Task goal ->
Repeat the records below exactly, leaving out every picture.

_____

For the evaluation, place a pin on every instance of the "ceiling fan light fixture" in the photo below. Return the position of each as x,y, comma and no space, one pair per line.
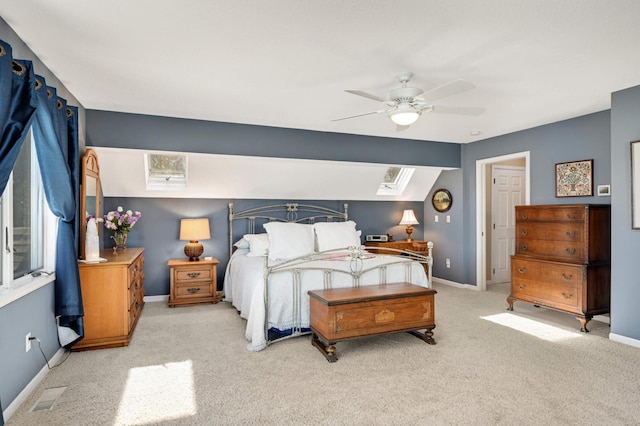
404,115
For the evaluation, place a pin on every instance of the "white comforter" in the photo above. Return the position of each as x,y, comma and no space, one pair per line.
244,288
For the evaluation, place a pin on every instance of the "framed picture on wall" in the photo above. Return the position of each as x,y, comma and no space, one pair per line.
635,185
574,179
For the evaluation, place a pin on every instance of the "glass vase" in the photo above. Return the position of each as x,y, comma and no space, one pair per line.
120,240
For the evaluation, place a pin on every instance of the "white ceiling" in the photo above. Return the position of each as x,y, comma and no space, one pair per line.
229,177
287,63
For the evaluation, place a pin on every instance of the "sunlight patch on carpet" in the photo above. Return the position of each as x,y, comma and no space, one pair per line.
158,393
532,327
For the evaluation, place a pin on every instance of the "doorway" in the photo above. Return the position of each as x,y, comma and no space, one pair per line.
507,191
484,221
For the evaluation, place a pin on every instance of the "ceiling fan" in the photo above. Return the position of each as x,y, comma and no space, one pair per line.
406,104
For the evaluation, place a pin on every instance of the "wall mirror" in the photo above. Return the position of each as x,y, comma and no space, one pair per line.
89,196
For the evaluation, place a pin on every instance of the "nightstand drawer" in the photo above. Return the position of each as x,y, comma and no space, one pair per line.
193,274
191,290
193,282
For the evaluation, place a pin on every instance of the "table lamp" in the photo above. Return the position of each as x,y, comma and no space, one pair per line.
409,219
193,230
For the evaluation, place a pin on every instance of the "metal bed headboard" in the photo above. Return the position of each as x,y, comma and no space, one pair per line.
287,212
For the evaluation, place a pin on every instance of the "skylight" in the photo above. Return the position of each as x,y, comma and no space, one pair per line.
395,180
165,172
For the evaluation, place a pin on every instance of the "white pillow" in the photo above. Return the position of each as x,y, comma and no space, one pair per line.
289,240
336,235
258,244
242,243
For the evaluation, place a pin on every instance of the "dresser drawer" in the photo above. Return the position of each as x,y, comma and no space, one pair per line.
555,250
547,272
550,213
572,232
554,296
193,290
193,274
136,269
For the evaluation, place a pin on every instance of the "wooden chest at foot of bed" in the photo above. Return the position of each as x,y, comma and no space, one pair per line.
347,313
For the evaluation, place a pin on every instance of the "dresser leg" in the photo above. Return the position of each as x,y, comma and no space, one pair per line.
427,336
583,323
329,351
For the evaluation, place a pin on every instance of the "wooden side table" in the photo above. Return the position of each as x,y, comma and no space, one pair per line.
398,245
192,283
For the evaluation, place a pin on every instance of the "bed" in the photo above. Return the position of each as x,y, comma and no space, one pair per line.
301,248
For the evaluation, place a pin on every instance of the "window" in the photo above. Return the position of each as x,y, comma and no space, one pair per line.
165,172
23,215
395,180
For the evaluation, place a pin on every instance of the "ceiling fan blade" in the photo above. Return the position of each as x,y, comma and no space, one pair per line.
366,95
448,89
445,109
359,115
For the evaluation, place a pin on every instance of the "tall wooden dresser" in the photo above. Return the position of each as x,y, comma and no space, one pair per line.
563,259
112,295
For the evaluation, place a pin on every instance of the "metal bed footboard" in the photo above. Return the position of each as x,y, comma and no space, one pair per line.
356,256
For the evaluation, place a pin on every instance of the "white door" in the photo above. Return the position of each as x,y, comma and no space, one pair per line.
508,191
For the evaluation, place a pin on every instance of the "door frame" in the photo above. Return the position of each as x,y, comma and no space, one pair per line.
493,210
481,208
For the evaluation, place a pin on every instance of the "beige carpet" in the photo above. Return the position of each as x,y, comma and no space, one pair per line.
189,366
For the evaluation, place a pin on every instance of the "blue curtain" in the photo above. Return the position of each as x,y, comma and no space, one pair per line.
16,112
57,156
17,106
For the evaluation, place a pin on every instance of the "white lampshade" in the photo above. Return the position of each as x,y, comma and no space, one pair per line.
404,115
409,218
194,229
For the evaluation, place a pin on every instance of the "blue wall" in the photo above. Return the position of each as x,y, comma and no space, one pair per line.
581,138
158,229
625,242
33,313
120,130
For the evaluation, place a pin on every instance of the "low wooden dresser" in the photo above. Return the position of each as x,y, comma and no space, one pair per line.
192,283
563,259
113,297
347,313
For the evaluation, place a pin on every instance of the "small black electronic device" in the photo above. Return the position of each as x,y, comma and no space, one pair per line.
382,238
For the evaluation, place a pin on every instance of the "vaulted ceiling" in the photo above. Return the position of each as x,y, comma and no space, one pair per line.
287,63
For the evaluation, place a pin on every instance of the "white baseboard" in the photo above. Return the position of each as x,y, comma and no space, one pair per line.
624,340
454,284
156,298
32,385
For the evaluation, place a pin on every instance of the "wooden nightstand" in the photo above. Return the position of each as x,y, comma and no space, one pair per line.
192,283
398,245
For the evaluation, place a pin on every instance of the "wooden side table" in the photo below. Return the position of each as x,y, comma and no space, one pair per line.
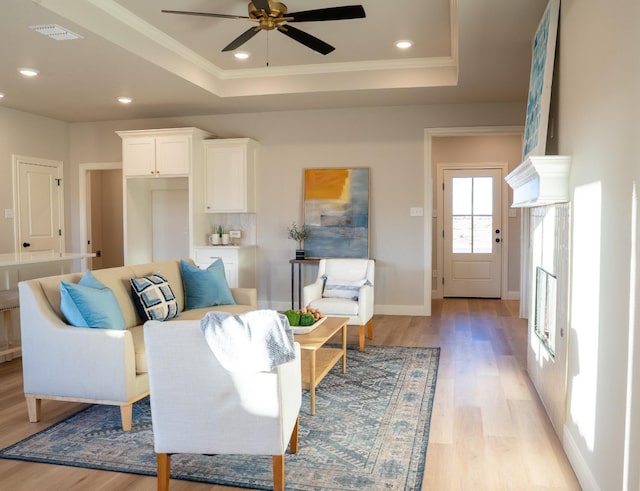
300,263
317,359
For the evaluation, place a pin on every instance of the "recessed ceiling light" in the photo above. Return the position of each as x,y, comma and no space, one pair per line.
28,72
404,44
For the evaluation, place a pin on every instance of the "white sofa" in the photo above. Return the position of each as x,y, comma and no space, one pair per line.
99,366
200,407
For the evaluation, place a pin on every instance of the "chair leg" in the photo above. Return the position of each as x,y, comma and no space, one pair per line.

_____

Solution for this problem ->
For the evaluation, place a pin on every instance of the "ceiling fan light fixture" in the photo below. Return the position of each as x,y, comma and no space, one pair per line.
404,115
For the evaluation, place a pin on every instance of the "white comforter" in the photo above. Return the position of each as x,y, comma and no space, one pair per line.
244,288
For the evaluation, place a pin on every instance of the "framed picture on wall" in the photo above. Return the position of each as x,y, comma and no space, one pair per line.
635,185
574,179
For the evaluation, place a pin on every instance of the "glass vase" in the photo above. Return the position of each as x,y, comma and no space, one pair per line.
120,240
For the evaluation, place a pin on every instance of the "white ceiling" in the photo above. Return the position of each as x,y, comma and no space, one pair per line.
229,177
287,63
For the evaluation, place a pin on every instance of the "sunlight patch on carpet" in the photo above. Return the position of each as x,y, comma and no space, one pair per line.
158,393
532,327
For the evaluation, place a pin on every instance of the "doorway" in the photo above. Return the position of each as x,y, comma and no space, one pair per line.
507,191
484,221
For the evaluation, place a pin on every instance of the "ceiling fan" in the photo above. Return the position of each as x,y, comma and no space, one pair per line.
406,104
For the evaluation, place a pin on every instance of the "wall mirror" in the photo above. Return the position of each as x,y, comma and no space, one pair per line.
89,196
For the evaluation, place a pin on every instance of the "nightstand drawer" in the photo above. Return the position of each as x,y, comma and no space, one pair per line.
193,274
191,290
193,282
For the evaluation, place a pin on every instance of the "table lamp" in the photo above. Return the position of each as x,y, comma and no space, one pair per line.
409,219
193,230
For the evaluation, place a pin on every instance of the "metal bed headboard" in the photo above. Return the position of each as x,y, comma and no space, one pair per line.
287,212
For the evaluation, place a pin on every instance of the "skylight" in the photo above. Return the position of each as x,y, comma and no space, one pair per line.
395,180
165,172
For the evaluation, place a pin on every instance of the "white pillow" in the photo above. Return the position of each as x,y, comma and no space, one pair per line.
289,240
336,235
258,244
242,243
For the evaluation, place a pin on every instance of the "dresser drawer" in the photo above. Return the position of each as x,y, comma and no space, one pair per line.
555,250
547,272
550,213
572,232
554,296
193,290
193,274
136,269
For the evaluation, place a pin on every instance of the "wooden chest at foot of bed" in the photo above. Return the position of each as x,y, comma and no space, one pair per line.
347,313
For the evaluation, place a pin on every instance of the "dresser leg" in the photo above. Return the position of each as x,y, comma and no space, one pair per line.
427,336
583,323
329,351
For the evaluation, place a pin on every instance of the "wooden side table" in the photo above. Return the position of each as x,y, comma and no space, one pair per line.
398,245
192,283
For the evaluation, place a pin on every instance of the "bed" in the photo above. Return the position of each as x,y, comma and no space, one pair per line.
301,248
For the evaluation, place a pin on every instance of the "window" in the photo above. Return the position of each as x,y, comma and no space, one pair per line.
165,172
23,215
395,180
For the evaluation, place a pin on every instance of the "ceiling fan blade" in the photo above. Return the position of each as x,y, comma and no space, one pair per line.
366,95
448,89
445,109
359,115
For the evaluation, place a pin on every instance of the "tall wooden dresser" in the photo above. Return the position of each as x,y, comma and no space, one pair per line.
563,259
112,295
For the evaluation, place a pin on every instance of the "metal bed footboard" in the photo above. Return the position of each as x,y, comma and no space, one pair per line.
356,256
For the evaluation, place a pin on every instance of the "white door" in the photo above. Return the position of each as x,y, comma and no space, one pair per line.
508,191
For the evaluation, place a pin on every instance of the "door frame" in the photo above. Return the position of each as x,y, comma and no space, one pair per line.
493,210
481,208
For the evaluation, place a pin on every instance of the "beige carpet" in the photo above. Return the position of each as x,y, comma and no space, one pair per line.
189,366
For the evaluation, place a pin on every instance of the "blue curtain" in the photo above. Return the position of each as x,y, comma and no space, one pair per line.
16,112
57,156
17,106
For the evaluation, place a pin on every instance of the "white lampshade" in the photo above. Return the position of each as x,y, comma and no space, one pair per line.
404,115
409,218
194,229
For the evaluation, place a pin on every instance of the "blue wall" in the photo above. Return the position of each as x,y, comma and no space, one pair per line.
581,138
158,229
625,242
33,313
120,130
For the evaluation, place a pin on every instance of the "low wooden dresser" in the photo above. Return the position of each as x,y, comma and no space, one pair per line.
192,283
563,259
113,297
347,313
For the evaluation, place a pin on every instance of the "small black electronic device" in the photo above. Return the position of each as x,y, comma and no space, one pair per line.
382,238
For the evaluation, place a pin on every instance of the "vaulted ceiling" in the photo above. Return the position of each as x,y, comma and no space, one pair per line.
287,63
For the evaluation, place a pin on every instance of the "white baseboard" in the photo above. Return the position of each as x,y, comma and no space, one pair per line.
624,340
454,284
156,298
32,385
For the evaluation, place a pin on every instance of the "wooden nightstand" in the photo above. Return the position of each as x,y, comma and no space, one pair per line.
192,283
398,245
For the evaluation, place a pin on every instance of the "wooden side table" in the photo below. Return the position of each as x,y, comma and no space, one pair per line.
300,263
317,359
For the evaluation, place a pin on every instance of the "recessed ceiling light" in the photo above. Return the position of each as x,y, comma and no space, one pair per line.
28,72
404,44
For the evaluation, place a pin on every instance of the "white sofa" in the photo above. Return the position of each as x,y, comma and no space, one pair per line.
99,366
200,407
For the evaluation, place a pin on every instance of the "chair leg" in the photo above. Return the position of each as x,y, comma and no space, one pair per line.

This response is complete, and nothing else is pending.